— Stated goal —
Locate each line in the entries below that contains the word "chair", and copy those lines out in full.
##########
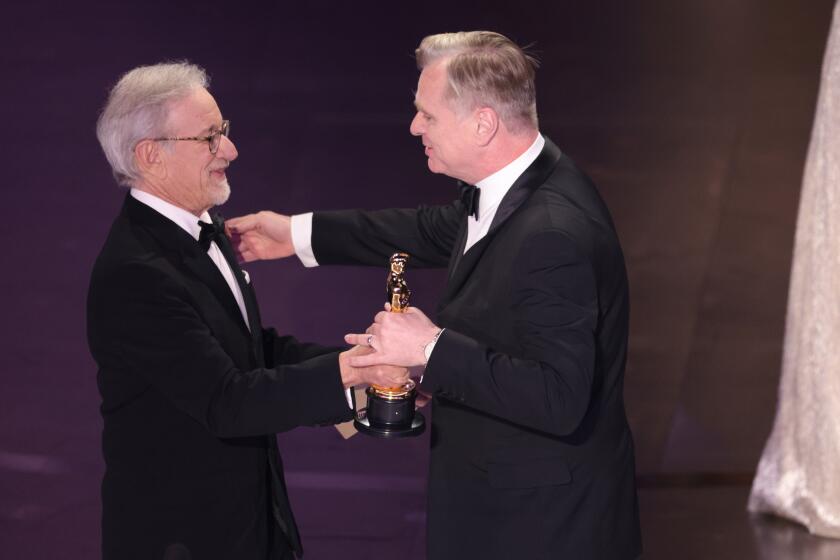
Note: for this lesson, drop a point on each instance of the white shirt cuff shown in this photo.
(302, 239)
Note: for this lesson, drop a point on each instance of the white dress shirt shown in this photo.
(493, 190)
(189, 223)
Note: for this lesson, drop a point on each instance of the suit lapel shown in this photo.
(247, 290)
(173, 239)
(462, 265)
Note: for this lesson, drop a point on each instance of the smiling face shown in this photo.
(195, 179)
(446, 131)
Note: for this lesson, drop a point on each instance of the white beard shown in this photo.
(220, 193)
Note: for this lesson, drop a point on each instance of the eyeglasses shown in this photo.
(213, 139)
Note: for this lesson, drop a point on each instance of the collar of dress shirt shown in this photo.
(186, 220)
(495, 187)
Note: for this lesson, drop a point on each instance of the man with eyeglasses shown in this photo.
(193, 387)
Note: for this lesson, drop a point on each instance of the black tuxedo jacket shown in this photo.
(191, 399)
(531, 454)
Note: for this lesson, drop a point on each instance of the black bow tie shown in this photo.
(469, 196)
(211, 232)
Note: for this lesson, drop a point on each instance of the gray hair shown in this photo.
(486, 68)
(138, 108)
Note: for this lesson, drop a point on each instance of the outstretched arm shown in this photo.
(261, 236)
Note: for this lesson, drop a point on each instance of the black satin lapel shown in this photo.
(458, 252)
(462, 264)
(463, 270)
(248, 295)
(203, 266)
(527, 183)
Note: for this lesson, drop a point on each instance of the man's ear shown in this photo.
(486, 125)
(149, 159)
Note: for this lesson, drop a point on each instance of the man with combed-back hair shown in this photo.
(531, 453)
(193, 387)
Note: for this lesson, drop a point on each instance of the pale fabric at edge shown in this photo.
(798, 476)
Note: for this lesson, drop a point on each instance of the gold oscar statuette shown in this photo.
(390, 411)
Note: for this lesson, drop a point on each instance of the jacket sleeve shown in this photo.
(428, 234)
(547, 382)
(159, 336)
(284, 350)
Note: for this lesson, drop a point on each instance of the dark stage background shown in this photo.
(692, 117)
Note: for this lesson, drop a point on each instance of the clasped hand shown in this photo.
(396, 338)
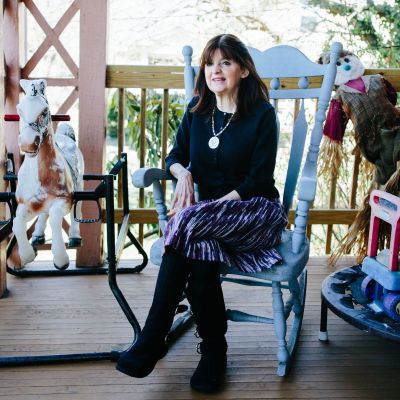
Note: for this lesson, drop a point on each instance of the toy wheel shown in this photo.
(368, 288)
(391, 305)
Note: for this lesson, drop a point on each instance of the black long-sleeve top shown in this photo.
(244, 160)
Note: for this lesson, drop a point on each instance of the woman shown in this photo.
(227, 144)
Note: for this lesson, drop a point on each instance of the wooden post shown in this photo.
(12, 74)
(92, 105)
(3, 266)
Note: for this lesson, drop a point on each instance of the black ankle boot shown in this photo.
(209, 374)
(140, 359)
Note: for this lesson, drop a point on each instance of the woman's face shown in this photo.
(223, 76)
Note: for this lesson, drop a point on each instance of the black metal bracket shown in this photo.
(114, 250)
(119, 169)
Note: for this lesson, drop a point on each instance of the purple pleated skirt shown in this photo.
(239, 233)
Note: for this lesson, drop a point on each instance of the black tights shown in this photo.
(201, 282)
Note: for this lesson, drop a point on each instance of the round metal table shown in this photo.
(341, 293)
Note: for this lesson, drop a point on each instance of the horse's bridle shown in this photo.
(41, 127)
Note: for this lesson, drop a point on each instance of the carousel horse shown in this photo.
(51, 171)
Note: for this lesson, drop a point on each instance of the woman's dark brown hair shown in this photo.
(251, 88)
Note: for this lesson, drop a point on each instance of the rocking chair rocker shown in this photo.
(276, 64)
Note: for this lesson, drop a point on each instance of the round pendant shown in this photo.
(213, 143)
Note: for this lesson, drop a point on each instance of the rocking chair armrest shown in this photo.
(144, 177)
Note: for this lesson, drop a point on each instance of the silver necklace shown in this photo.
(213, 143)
##########
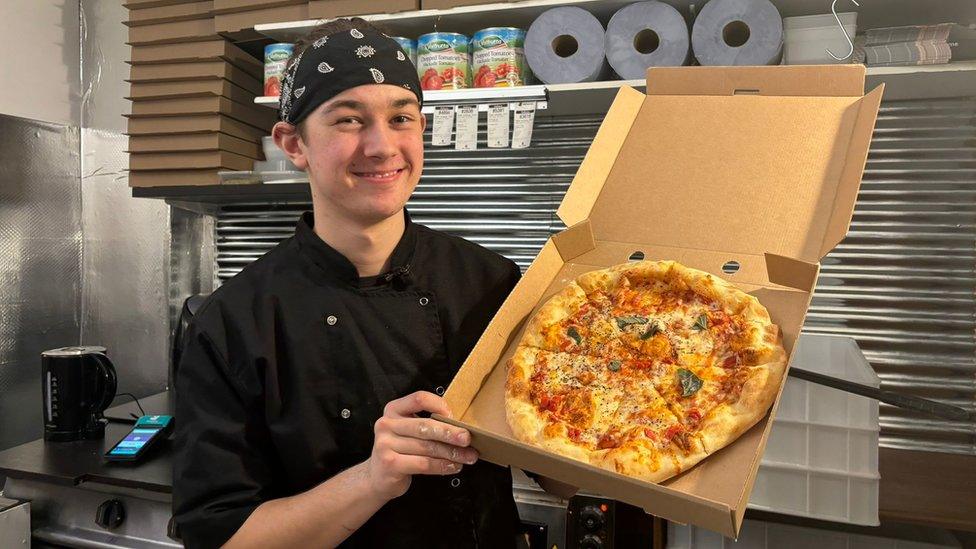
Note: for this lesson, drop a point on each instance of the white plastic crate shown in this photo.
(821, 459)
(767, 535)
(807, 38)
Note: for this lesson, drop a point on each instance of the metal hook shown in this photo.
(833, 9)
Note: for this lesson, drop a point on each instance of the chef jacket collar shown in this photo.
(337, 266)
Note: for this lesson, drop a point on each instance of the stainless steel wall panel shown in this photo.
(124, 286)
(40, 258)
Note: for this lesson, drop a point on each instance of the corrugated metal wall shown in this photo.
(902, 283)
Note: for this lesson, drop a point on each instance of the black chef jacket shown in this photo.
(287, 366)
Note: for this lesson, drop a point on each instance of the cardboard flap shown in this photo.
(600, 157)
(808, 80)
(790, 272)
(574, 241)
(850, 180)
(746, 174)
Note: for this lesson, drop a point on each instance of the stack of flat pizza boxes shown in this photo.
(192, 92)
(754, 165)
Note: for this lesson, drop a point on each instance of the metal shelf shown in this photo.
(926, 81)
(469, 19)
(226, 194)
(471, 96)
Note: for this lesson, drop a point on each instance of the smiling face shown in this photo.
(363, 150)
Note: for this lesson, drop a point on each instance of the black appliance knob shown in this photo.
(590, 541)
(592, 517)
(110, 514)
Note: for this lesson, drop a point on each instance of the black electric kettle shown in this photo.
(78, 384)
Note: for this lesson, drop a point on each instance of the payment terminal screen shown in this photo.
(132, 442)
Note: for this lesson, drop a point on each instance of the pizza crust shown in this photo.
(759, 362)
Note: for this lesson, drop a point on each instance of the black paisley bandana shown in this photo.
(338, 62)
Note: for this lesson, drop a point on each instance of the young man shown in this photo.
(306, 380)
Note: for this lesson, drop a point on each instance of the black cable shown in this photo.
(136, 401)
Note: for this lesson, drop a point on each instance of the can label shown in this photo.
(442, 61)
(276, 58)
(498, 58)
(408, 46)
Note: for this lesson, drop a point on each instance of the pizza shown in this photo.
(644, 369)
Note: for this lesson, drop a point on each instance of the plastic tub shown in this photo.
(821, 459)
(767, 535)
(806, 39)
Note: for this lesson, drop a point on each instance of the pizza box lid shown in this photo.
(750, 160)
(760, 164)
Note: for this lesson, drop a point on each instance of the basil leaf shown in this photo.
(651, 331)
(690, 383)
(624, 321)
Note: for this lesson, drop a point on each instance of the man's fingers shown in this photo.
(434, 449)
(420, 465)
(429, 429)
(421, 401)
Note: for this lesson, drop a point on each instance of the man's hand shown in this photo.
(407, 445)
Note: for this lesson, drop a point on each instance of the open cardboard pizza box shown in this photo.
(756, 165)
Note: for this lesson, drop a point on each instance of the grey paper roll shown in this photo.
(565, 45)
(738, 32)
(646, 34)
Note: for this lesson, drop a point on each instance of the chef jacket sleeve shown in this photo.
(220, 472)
##########
— Solution to this problem —
Note: for this lesson, drop a point on each instance of the rocking chair rocker shown in this photo.
Note: for this lesson, drop a point on each instance of the rocking chair armrest shown in this photo.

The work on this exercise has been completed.